═══ Exercise data
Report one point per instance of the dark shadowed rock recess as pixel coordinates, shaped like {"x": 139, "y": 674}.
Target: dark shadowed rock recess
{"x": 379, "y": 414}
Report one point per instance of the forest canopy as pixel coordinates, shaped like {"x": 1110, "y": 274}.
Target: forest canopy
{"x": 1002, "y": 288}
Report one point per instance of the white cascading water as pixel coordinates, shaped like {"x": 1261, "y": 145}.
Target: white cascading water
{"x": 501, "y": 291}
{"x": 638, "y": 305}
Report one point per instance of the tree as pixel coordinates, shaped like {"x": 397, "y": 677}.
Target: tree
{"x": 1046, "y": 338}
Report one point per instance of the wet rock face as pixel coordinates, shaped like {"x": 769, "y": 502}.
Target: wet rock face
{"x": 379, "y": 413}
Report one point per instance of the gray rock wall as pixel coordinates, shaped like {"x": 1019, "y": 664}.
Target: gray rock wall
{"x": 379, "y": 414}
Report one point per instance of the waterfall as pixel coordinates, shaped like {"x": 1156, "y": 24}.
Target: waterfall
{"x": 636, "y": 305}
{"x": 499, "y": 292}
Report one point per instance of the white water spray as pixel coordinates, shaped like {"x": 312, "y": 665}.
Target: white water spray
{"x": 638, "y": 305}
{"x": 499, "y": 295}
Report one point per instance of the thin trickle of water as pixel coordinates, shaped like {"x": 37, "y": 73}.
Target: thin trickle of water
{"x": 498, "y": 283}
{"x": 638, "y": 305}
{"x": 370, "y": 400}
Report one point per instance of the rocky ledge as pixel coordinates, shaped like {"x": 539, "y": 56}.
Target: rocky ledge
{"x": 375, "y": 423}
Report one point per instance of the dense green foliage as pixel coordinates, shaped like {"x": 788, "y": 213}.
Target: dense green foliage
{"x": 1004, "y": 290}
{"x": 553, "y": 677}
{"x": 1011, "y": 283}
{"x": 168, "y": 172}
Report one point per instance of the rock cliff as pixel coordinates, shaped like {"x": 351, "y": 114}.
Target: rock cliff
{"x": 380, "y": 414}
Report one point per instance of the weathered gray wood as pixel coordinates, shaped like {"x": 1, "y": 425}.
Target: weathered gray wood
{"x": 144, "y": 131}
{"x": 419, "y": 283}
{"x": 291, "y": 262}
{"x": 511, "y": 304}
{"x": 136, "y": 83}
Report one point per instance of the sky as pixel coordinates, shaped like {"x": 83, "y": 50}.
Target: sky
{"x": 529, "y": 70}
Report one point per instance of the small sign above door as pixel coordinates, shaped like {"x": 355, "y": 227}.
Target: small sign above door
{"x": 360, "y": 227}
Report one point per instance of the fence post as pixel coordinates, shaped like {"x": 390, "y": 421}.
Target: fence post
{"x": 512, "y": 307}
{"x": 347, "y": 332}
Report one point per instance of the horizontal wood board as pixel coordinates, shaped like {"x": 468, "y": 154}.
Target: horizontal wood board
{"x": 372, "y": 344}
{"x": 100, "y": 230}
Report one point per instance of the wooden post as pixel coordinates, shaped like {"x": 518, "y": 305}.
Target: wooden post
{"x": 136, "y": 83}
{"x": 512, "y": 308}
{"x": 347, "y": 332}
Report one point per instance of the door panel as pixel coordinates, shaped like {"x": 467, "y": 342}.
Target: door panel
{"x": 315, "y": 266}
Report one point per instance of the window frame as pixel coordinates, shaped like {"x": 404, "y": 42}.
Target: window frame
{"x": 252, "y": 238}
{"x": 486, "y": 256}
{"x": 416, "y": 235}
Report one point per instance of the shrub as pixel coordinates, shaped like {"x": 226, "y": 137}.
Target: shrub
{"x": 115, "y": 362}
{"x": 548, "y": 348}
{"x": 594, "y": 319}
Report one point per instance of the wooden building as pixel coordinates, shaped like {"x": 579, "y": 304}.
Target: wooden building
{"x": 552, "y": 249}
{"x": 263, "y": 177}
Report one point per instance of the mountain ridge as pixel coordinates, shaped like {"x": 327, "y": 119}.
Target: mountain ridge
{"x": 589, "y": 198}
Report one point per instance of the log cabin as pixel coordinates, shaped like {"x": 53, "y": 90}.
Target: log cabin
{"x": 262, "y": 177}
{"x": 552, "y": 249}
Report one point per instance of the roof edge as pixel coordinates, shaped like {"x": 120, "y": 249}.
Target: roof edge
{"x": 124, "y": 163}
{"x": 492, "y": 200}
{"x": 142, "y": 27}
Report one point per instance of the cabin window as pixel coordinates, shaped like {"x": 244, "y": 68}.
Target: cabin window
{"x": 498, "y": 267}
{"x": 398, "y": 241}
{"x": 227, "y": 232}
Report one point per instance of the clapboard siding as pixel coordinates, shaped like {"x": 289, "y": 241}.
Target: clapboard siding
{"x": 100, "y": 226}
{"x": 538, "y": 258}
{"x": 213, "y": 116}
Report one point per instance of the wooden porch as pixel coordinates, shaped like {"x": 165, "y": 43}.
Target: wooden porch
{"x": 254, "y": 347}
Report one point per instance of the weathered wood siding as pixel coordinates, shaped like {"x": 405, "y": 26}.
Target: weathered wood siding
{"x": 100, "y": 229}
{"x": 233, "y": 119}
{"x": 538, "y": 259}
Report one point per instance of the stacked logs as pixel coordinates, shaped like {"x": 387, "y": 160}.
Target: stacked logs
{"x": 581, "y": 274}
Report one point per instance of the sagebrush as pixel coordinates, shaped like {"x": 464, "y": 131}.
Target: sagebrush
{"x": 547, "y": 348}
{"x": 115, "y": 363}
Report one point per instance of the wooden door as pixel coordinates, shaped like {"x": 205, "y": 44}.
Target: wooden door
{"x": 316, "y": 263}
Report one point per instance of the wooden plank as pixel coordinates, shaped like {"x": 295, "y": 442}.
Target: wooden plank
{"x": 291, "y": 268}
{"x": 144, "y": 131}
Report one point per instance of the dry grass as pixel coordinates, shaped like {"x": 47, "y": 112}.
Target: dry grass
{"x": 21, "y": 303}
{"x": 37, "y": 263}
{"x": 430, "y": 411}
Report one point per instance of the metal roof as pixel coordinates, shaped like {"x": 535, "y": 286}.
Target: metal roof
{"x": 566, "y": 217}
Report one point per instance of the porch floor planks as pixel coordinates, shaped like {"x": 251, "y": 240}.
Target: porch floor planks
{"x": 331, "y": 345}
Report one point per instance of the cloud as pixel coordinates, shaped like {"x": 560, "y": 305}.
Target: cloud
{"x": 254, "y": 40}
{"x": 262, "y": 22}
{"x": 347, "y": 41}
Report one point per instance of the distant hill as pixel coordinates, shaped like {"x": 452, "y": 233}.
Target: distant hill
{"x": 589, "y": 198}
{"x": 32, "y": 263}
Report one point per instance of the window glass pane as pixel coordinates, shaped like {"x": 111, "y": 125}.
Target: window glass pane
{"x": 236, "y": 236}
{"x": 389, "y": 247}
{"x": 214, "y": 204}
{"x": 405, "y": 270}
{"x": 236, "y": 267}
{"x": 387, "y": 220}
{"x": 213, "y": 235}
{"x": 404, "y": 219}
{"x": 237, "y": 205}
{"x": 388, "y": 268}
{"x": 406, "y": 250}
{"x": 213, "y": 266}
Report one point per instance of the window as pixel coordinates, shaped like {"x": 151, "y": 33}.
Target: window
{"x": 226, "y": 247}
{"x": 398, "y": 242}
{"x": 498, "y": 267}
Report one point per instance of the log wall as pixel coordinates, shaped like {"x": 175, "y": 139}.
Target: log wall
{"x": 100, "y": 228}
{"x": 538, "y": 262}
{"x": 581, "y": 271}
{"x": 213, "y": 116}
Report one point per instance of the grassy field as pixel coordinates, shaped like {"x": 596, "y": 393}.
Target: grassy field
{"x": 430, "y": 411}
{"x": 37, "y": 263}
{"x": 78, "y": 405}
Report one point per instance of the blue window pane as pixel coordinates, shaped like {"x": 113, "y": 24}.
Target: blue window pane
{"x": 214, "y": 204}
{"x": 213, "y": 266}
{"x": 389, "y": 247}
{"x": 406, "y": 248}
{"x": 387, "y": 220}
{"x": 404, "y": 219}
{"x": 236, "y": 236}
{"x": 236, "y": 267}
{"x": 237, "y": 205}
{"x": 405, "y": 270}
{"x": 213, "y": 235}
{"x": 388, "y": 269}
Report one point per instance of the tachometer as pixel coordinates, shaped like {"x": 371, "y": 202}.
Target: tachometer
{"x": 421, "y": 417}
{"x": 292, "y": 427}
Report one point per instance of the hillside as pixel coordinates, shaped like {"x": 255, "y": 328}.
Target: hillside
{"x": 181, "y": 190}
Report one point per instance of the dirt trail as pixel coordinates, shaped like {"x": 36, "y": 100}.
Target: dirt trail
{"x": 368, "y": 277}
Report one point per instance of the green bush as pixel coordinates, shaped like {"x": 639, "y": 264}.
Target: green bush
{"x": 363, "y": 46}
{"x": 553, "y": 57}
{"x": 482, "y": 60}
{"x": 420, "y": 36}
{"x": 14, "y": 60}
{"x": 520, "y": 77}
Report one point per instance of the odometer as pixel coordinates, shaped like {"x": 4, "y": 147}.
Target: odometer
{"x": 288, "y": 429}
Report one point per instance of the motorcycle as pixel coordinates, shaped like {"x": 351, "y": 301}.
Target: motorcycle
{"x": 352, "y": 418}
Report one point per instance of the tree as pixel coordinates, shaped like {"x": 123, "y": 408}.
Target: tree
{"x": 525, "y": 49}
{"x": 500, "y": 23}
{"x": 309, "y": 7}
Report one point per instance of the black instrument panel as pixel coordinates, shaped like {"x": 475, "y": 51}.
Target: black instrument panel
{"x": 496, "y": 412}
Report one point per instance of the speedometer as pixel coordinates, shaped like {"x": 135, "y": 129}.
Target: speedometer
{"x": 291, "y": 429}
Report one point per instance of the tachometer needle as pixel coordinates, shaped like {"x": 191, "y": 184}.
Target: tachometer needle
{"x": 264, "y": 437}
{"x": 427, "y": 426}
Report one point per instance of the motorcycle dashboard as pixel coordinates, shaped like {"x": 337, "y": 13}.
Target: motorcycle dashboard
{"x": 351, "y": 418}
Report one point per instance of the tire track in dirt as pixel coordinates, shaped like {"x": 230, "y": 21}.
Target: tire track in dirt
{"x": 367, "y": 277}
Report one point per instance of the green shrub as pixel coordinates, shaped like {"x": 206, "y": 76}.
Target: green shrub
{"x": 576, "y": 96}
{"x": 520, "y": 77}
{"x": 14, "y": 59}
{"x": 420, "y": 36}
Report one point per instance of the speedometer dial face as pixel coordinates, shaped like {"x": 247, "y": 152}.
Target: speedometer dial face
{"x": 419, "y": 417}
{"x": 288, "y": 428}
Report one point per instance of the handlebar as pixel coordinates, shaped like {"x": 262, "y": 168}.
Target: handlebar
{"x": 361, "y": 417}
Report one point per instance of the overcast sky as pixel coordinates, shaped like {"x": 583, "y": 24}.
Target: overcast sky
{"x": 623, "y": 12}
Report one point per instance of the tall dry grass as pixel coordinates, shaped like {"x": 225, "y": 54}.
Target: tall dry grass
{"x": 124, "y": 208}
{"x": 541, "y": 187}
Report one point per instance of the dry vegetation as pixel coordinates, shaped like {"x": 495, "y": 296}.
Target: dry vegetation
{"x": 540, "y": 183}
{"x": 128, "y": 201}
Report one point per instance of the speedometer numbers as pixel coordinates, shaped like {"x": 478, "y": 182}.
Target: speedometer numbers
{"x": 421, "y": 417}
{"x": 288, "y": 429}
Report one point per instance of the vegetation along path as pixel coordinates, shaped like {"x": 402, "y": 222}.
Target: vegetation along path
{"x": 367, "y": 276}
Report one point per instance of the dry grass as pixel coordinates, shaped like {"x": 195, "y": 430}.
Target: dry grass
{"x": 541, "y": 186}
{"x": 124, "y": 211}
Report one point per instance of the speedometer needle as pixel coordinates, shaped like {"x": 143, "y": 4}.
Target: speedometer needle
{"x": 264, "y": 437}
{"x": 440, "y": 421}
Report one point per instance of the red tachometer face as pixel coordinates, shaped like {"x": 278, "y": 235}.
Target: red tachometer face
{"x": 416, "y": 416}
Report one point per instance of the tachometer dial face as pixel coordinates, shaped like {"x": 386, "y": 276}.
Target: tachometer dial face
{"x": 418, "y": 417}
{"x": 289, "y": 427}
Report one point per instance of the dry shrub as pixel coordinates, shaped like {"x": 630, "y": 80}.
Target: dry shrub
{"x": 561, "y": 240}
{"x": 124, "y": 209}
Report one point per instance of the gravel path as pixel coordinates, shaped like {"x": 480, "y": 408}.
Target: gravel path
══════
Return, exactly as they stand, the lines from the start of the records above through the line with "Report one point per instance of the gray", both ends included, and no other lines.

Report one point per instance of the dark shadowed rock recess as pixel coordinates, shaped like {"x": 139, "y": 674}.
Target: dark shadowed rock recess
{"x": 379, "y": 414}
Report one point per instance of the forest canopy as pixel coordinates, shaped like {"x": 1110, "y": 274}.
Target: forest canopy
{"x": 1002, "y": 288}
Report one point per instance of the white cascading water as pixel coordinates, shaped like {"x": 1261, "y": 145}.
Target: white cascading water
{"x": 501, "y": 291}
{"x": 638, "y": 305}
Report one point per instance of the tree as pixel coordinates, shaped like {"x": 397, "y": 677}.
Target: tree
{"x": 1046, "y": 338}
Report one point per instance of the wet rock face as pixel coordinates, shaped like {"x": 769, "y": 502}.
Target: wet rock face
{"x": 379, "y": 413}
Report one point per instance of the gray rock wall as pixel coordinates, shaped like {"x": 1019, "y": 664}.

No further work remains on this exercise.